Source records =>
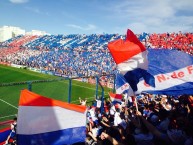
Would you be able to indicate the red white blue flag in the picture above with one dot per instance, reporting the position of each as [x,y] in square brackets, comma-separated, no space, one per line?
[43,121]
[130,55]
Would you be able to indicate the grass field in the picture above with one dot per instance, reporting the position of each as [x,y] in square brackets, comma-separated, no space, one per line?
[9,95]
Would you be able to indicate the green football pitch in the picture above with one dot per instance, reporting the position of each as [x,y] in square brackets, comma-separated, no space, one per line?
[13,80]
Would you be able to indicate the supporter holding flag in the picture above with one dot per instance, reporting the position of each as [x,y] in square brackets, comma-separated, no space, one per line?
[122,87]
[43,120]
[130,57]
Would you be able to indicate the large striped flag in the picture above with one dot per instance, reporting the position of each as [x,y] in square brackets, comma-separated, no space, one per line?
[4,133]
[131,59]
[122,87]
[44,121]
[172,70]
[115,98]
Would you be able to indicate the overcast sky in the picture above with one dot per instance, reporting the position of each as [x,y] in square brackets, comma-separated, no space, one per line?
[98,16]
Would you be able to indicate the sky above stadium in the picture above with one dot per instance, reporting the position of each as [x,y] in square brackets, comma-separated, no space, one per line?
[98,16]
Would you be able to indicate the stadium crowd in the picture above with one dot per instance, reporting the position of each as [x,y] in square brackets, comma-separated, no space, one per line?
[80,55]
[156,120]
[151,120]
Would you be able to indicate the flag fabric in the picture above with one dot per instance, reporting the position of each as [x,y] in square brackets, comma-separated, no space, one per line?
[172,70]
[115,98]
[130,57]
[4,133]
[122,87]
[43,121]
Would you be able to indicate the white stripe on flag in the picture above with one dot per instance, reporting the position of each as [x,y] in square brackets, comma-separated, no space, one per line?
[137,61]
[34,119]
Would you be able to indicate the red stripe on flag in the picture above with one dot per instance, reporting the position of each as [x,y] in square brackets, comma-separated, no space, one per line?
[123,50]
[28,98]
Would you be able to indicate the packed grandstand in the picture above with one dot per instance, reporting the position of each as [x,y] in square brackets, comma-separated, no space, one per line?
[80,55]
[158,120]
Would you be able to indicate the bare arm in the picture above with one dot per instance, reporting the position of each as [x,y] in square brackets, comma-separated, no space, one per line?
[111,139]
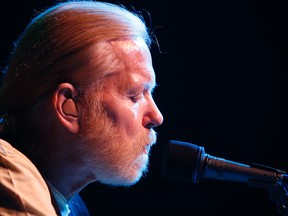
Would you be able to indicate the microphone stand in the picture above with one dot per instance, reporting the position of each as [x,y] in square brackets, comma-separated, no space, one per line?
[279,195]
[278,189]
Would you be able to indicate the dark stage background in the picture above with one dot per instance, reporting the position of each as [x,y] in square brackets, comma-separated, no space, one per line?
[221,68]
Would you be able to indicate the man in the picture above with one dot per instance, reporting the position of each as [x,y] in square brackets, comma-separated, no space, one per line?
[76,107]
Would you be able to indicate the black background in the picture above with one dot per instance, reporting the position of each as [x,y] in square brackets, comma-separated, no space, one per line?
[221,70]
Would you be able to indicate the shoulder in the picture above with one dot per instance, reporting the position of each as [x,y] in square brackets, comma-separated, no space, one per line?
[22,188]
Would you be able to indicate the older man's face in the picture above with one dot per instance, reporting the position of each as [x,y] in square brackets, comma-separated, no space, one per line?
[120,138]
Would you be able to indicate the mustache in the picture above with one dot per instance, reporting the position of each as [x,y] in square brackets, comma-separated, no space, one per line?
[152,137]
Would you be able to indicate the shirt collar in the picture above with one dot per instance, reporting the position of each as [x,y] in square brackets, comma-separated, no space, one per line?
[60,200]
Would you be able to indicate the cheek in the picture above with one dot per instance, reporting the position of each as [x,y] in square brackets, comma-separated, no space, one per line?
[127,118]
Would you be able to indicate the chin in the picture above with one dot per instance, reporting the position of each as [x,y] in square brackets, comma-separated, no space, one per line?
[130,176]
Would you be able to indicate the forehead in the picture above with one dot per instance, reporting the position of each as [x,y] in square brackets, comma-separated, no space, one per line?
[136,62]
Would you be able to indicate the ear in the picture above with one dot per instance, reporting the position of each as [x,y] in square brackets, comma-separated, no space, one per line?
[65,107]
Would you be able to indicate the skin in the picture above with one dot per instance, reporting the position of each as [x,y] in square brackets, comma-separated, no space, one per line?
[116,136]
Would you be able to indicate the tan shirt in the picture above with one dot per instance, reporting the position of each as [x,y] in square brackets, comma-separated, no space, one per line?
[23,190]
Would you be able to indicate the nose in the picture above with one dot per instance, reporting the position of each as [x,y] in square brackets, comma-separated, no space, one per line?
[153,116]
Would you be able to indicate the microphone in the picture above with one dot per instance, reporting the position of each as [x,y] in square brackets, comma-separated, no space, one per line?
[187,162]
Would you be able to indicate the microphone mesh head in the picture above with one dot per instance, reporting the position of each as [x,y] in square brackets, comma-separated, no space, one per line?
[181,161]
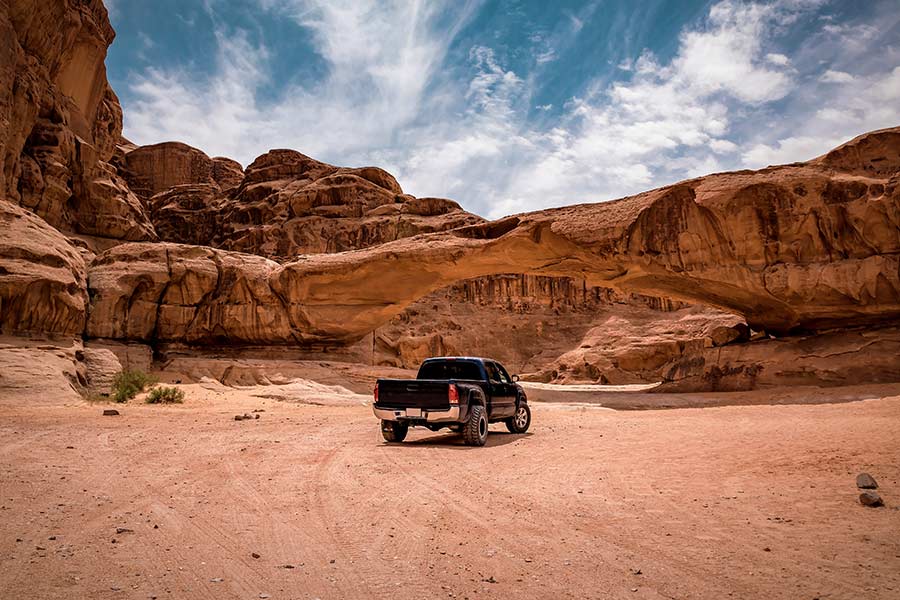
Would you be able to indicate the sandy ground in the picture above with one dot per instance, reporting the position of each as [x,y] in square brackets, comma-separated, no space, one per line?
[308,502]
--
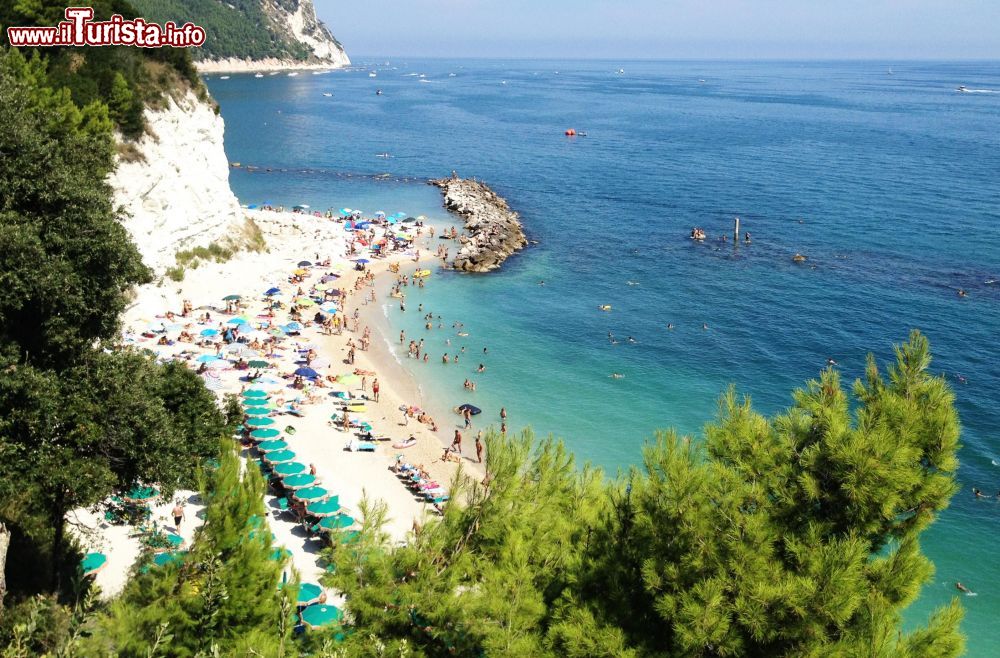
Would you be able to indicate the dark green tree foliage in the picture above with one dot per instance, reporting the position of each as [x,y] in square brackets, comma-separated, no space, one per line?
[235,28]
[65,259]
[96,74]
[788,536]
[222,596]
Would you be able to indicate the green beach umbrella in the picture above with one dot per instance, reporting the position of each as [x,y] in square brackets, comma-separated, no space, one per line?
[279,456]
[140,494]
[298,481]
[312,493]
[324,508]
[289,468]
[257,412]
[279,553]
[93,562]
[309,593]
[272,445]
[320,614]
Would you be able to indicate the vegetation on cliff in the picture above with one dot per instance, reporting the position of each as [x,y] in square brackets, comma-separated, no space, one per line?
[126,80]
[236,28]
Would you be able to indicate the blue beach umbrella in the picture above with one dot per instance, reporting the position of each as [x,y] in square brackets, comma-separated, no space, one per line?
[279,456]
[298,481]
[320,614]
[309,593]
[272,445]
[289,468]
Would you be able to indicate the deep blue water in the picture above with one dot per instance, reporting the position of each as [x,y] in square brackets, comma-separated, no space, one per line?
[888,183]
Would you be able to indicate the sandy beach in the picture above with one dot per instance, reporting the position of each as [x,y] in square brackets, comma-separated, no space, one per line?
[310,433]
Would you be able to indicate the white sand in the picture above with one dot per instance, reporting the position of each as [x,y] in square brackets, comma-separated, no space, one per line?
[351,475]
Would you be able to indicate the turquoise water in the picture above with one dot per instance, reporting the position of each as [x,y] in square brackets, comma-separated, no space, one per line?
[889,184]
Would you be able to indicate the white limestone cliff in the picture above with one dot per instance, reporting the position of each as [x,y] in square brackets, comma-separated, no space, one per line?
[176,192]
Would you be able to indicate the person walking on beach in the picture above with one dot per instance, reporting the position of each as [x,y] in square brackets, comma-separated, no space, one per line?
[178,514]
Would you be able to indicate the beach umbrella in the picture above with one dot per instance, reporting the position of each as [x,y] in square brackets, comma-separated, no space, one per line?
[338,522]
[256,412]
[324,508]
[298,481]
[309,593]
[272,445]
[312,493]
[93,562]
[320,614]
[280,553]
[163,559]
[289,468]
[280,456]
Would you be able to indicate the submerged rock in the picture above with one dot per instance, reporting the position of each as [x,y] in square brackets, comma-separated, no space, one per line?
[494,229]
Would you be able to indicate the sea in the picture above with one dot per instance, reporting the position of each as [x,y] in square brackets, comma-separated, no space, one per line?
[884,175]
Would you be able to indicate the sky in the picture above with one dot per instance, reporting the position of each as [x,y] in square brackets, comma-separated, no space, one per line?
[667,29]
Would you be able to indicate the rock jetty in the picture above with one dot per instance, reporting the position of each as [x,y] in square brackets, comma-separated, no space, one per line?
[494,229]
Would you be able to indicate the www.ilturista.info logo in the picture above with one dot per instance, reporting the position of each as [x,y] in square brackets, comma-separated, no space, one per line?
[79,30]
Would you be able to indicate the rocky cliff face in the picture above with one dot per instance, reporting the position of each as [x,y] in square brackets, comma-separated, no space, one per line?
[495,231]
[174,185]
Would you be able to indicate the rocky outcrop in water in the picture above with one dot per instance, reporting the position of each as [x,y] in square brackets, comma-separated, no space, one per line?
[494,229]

Prompt => Pick out every line in the entries above that contains the word "sandy", and copy each one in full.

Result for this exercise =>
Would you be able to indicate the sandy ground in the picture above with one dot per instance, reporting the position of each as [x,y] in square brackets, comma-separated, no space, one per line?
Would you be able to indicate the sandy beach in the picture above with one dot per instance, reporting the position of each as [x,y] in square brackets, comma-separated, no space, one per line?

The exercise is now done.